REQUIRED WORK: Copy every record word for word. The images stay behind.

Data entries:

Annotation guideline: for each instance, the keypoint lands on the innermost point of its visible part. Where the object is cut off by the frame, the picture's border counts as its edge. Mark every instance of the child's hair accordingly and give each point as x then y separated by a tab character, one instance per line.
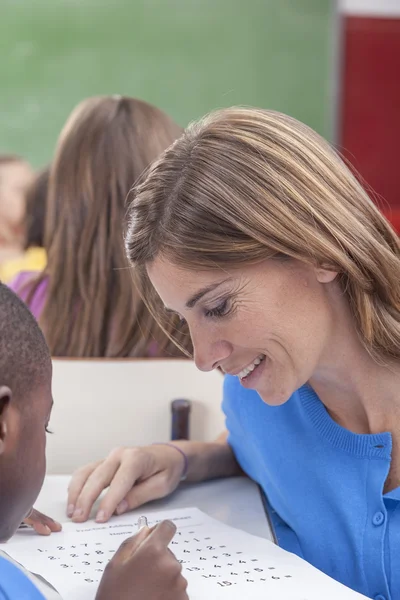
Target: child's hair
92	308
245	185
24	355
36	210
7	234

REPLY:
Annotation guideline: for each instance, the keypoint lands on the innermost point of its visible part. Where the object is cut off by the frame, the picture's border counts as its edge. Mark every instance of the child's hair accordingly and give each point as x then y separated by a tab character, one instance per line.
Target: child's hair
92	308
245	185
24	355
36	210
7	234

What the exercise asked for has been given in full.